Rows from a pointing dataset:
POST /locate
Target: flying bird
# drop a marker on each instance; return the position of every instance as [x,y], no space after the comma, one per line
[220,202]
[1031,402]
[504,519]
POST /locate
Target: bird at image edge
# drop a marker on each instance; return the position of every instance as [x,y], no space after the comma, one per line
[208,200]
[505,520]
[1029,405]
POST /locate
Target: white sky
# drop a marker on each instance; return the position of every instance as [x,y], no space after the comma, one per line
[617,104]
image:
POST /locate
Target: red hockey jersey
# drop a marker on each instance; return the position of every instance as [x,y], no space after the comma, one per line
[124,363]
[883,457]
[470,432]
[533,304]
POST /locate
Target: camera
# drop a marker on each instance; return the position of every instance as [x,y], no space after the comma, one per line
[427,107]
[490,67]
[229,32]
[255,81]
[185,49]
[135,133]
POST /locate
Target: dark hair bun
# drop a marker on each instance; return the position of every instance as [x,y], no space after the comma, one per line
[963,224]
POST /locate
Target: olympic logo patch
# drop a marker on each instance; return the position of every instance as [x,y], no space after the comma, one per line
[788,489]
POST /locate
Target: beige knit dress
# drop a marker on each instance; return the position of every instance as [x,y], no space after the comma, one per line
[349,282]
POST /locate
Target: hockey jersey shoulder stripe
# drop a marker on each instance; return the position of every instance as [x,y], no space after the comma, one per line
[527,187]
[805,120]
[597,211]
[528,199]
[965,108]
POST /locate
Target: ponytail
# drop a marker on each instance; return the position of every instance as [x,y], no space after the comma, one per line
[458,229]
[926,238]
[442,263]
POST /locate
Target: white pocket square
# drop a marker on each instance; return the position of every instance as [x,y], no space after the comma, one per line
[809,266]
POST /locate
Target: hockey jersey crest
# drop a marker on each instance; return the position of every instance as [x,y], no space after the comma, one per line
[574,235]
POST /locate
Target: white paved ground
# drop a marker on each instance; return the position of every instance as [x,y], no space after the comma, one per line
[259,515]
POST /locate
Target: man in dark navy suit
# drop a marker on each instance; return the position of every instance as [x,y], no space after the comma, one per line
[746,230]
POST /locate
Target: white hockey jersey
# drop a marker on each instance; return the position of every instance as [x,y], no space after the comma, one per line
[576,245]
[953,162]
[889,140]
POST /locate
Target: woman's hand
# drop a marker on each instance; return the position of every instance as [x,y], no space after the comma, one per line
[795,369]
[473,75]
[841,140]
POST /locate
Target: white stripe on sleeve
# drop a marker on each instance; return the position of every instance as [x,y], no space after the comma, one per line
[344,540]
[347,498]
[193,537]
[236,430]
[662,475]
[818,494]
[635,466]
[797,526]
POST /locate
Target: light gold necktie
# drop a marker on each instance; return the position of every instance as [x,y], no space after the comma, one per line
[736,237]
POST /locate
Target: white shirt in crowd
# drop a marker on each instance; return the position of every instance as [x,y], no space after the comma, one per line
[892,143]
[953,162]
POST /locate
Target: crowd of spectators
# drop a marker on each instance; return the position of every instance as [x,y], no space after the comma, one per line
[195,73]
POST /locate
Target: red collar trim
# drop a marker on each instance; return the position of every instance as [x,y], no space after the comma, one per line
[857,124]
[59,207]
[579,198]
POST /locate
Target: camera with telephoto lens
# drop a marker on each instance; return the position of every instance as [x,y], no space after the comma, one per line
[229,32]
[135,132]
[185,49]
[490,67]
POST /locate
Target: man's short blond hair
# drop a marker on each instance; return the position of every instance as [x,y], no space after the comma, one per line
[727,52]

What to work on: Find every line in the rows above that contains the word "stripe" and copy each of those lines. Case counts.

Result:
Target: hockey jersey shoulder stripe
Target: white stripe on sleeve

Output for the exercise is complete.